» Supplied text
========================================================================

Tuesday, November 08, 2005
11/08/2005 05:11:00 PM

Damned the Dams!

posted by Francis Ho

“If the river is passable don’t you think we would have adventure tours on the Ping River by now?”
- Hotel Operator




Those were the words ringing in JP’s ears as we encountered one darn dam after another on the first day of kayaking on the Ping River. The hotel staffs were astounded when they heard that we were going to kayak down the Ping River towards Doi Tao. It had never been done before they said; and all the more reason we were going to do it. They were trying to discourage us with tales of submerged sharp rocks, multi-storeys high drops and jutting bamboos hazards. Maybe that’s why they made us pay upfront for the transport fee of 1,800 baht that would pick us up at our destination! Miriam was spooked, JP put on a serious contemplative look but Huey, our expedition leader, was unperturbed.

We set off on a wet and gloomy morning from the banks of the hotel “Galare” just after the Mawarat Bridge with the hotel staff waving and wishing us good luck with smiling but skeptical looks incredulous that we were actually embarking on this foolhardy adventure. They could hardly wait to see us turning back to the hotel with our paddles between our legs so that they could tell us “We told you so!”

After a short half an hour paddle we heard the sound of the first dam and Huey and JP paddled ahead to scout it out. JP went through it nonchalantly and gave us the thumbs up and we all went through it elated that if this is the kind of dams they were talking about – then this is going to be a walk in the park! Those Thais must be sissies!

Another half an hour paddle later we encountered our 2nd dam which was bigger than the 1st. JP went through it and gave me the go ahead. I took less than a perfect line and broached my kayak going through and had to do a hard low brace to avoid a capsize. PJ was watching me with heart in mouth. “Francis! Your kayak was bent when you hit the concrete abutment!” That was close. The rest followed through without incident.

But we knew that we had the rest of the day cut out for us when we heard the roaring sounds of the 3rd dam well before we reached it. This time they had used huge irregular size rocks to dam the river and it is hard to predict the various rocks profiles underneath the frothing waves. So we had to haul our fully laden kayaks out of the water over the sharp and slippery rocks by the side of the river taking us a good half an hour after much heaving and grunting.

We were glad to get going after portaging Dam No.3 relishing the cool air and taking in the sights of majestic waterfront homes by the river; fantasying about the lifestyles of the rich and famous. We were rudely awakened to our senses by the thundering sound of Dam No.4 ahead. JP and Huey raced ahead and found a narrow passage at the side of the dam; which we would have to separately slide our boats and ourselves over while hanging onto a piece of rope. It was not even half way near lunch time and we had done 2 tough portages already and dread to think about the damn dams ahead.

========================================================================

» What to work on
**1)** In the kayaking post, how much was the transport fee the hotel had them pay upfront?
**2)** From the kayaking post, output the passage that opens with the words containing "- Hotel Operator" and closes with "leader, was unperturbed.".
Rely only on the kayaking post when responding.

(Source records)
========================================================================

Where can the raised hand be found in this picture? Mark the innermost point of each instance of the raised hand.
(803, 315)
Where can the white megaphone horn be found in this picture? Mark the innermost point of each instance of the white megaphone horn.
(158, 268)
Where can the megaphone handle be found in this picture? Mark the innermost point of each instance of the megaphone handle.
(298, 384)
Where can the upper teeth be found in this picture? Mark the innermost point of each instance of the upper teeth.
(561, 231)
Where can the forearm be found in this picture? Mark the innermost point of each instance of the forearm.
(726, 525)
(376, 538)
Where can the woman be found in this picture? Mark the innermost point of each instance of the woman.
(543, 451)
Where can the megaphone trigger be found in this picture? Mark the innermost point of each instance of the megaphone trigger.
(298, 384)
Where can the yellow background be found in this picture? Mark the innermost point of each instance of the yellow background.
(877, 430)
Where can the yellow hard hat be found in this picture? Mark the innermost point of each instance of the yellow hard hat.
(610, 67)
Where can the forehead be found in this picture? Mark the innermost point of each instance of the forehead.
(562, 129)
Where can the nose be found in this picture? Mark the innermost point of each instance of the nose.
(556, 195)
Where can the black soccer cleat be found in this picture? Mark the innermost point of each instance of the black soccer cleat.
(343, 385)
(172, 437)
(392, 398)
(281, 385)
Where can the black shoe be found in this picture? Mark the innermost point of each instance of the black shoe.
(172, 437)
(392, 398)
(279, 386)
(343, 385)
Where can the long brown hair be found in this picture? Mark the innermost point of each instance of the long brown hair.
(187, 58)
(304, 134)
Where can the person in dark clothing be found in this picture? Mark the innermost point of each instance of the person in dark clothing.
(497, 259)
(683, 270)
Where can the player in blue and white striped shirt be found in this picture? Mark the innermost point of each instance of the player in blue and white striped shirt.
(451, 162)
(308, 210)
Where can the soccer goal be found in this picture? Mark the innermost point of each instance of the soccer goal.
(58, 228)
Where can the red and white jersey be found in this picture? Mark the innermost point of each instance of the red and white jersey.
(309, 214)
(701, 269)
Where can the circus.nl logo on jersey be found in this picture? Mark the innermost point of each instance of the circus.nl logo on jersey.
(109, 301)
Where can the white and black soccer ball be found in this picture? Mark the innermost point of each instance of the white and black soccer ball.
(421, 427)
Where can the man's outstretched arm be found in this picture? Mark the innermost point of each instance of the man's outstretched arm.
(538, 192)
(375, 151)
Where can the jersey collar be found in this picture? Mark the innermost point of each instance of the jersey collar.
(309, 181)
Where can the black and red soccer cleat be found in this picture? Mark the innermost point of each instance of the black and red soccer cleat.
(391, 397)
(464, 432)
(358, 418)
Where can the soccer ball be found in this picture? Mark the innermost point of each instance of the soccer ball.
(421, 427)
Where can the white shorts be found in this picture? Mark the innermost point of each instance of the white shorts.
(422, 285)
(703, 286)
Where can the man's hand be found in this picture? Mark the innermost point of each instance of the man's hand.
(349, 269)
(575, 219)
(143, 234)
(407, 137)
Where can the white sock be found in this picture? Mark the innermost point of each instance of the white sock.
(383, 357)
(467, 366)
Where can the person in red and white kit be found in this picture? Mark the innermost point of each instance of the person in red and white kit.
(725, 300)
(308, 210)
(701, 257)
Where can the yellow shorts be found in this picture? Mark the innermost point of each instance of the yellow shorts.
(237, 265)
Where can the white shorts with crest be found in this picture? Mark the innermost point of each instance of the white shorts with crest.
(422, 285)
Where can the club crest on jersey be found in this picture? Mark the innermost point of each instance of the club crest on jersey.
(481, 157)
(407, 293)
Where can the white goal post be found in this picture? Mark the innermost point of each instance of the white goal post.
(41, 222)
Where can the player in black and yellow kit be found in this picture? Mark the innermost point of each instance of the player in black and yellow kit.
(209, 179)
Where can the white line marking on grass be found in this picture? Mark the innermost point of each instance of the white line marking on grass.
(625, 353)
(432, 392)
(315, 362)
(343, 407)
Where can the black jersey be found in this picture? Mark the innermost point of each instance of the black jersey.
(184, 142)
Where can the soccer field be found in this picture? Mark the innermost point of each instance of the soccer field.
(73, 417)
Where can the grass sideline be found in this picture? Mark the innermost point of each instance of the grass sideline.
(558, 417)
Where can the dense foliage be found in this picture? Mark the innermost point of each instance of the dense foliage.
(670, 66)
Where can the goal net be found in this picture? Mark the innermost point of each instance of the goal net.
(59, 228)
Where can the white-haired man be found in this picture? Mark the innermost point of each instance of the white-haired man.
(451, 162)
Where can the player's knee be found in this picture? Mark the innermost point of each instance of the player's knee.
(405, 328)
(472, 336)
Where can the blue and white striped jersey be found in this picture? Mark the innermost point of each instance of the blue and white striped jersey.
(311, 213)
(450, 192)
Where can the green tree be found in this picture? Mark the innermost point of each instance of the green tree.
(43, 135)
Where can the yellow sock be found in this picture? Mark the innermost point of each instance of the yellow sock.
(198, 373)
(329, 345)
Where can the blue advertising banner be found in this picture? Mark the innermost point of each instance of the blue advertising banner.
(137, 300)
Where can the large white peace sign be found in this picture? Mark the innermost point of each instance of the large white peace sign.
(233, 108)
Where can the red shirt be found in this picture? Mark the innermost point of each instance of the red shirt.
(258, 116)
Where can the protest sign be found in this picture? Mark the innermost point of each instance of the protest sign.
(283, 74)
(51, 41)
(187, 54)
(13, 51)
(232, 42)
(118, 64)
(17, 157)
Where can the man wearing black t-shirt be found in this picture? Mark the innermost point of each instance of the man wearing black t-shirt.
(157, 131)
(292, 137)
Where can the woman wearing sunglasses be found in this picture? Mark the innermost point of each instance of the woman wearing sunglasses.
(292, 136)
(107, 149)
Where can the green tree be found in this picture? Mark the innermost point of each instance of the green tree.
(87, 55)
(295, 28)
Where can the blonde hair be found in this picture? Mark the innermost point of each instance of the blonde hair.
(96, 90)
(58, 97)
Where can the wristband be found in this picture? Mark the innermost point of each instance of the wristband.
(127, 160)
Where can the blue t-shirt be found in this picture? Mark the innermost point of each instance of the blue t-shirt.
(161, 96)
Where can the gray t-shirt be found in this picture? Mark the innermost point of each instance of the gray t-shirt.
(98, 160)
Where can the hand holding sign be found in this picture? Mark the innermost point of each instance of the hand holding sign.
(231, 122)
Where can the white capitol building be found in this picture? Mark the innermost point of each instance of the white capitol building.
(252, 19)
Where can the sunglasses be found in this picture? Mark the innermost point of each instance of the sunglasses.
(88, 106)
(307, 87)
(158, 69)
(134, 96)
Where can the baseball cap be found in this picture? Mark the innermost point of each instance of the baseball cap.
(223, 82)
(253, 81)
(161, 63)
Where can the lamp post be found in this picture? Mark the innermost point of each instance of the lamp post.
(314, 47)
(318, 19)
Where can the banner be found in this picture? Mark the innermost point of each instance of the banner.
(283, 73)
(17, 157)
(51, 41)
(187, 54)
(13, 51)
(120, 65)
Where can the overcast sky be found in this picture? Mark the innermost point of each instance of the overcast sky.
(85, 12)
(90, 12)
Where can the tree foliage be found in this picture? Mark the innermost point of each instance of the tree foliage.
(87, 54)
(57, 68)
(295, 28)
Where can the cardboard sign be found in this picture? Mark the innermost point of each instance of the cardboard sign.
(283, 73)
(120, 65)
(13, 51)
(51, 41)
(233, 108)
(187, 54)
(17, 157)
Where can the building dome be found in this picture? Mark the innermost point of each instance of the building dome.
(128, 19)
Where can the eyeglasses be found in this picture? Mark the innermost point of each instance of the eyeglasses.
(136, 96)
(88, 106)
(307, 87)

========================================================================

» Replies
**1)** 1,800 baht.

**2)**
- Hotel Operator




Those were the words ringing in JP’s ears as we encountered one darn dam after another on the first day of kayaking on the Ping River. The hotel staffs were astounded when they heard that we were going to kayak down the Ping River towards Doi Tao. It had never been done before they said; and all the more reason we were going to do it. They were trying to discourage us with tales of submerged sharp rocks, multi-storeys high drops and jutting bamboos hazards. Maybe that’s why they made us pay upfront for the transport fee of 1,800 baht that would pick us up at our destination! Miriam was spooked, JP put on a serious contemplative look but Huey, our expedition leader, was unperturbed.